Required task:
Count the lines in the records below that contain the string "interior", treating case as significant. Reply with the number only.
── Task inputs
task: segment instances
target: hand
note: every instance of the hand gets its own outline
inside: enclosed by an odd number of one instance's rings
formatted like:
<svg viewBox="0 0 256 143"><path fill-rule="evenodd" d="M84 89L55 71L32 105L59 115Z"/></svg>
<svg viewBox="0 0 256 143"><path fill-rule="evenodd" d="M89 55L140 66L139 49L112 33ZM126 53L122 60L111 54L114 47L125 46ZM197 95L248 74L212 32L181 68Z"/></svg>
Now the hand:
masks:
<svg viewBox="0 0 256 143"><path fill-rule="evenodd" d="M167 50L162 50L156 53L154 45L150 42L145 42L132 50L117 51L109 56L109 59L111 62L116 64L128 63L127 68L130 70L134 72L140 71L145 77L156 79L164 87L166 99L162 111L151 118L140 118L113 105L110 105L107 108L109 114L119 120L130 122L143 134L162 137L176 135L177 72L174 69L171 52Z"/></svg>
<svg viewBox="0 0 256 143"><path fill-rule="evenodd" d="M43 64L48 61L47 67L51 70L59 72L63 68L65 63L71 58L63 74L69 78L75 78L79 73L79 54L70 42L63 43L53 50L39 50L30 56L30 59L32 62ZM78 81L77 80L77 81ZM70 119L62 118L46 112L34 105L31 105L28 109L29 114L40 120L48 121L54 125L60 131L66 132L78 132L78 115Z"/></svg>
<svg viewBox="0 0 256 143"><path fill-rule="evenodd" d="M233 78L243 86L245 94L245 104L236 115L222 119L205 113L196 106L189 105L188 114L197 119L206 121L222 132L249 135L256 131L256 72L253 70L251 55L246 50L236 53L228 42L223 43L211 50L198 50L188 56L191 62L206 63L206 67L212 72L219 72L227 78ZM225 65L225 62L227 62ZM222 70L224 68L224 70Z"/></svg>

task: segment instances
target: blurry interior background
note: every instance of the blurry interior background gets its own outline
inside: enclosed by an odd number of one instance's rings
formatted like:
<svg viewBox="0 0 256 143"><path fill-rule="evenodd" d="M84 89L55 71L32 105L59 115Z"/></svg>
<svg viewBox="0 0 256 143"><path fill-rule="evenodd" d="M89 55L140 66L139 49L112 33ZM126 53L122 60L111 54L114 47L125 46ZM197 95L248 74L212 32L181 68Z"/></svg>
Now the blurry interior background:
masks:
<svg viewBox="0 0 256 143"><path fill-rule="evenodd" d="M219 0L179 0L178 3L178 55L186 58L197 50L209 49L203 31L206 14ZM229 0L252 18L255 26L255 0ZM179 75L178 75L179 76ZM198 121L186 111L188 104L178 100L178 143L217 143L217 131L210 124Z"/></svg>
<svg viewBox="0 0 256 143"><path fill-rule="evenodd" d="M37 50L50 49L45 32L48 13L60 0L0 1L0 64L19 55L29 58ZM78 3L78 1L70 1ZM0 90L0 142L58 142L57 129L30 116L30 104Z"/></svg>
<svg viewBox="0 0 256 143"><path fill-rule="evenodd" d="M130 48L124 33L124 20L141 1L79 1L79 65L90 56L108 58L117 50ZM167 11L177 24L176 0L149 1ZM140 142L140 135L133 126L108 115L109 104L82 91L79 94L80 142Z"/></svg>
────
Task response:
3